> **Exercise instructions**
a. In Harrison's report on the charge, how many prisoners were captured?
b. Using Harrison's report on the charge, explain why he says he cannot single out any of the Rangers.

> **Source text**
============

Of this charge Harrison reports to Colonel Wharton: "We captured forty three prisoners, leaving forty dead on the ground. My loss was two killed, seven wounded among them being Captain Gustave Cook, Lieutenants Story and Gordon. Colonel Bedford Forrest, who volunteered into the charge with us, was slightly wounded. The Rangers acted throughout the affair with admirable coolness and courage. I cannot say more than that they fully sustained the ancient fame of the name they bear. They could not do more. I cannot discriminate between them, because each one displayed a heroism worthy the cause we are engaged for."

============

> **Listed entries**

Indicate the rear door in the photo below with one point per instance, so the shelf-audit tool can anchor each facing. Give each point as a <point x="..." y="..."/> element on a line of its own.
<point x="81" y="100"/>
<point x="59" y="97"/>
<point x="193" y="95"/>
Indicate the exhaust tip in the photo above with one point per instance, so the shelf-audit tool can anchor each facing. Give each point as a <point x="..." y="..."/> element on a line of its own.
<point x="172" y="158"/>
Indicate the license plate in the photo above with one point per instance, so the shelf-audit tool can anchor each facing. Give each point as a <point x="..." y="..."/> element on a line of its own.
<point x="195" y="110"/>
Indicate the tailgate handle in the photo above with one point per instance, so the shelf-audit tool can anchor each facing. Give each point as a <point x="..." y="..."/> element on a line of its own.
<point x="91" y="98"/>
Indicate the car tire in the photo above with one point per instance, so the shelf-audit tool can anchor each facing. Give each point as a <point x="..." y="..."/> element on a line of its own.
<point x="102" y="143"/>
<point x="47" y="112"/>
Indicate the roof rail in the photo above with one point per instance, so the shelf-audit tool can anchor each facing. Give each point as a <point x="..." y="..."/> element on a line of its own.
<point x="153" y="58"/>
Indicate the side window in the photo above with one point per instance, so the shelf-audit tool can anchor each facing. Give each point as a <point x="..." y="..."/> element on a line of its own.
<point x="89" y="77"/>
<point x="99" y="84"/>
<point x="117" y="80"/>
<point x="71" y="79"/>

============

> **Solved tasks**
a. Forty-three prisoners were captured.

b. Harrison says he cannot discriminate between the Rangers because each one displayed a heroism worthy of the cause they were engaged for.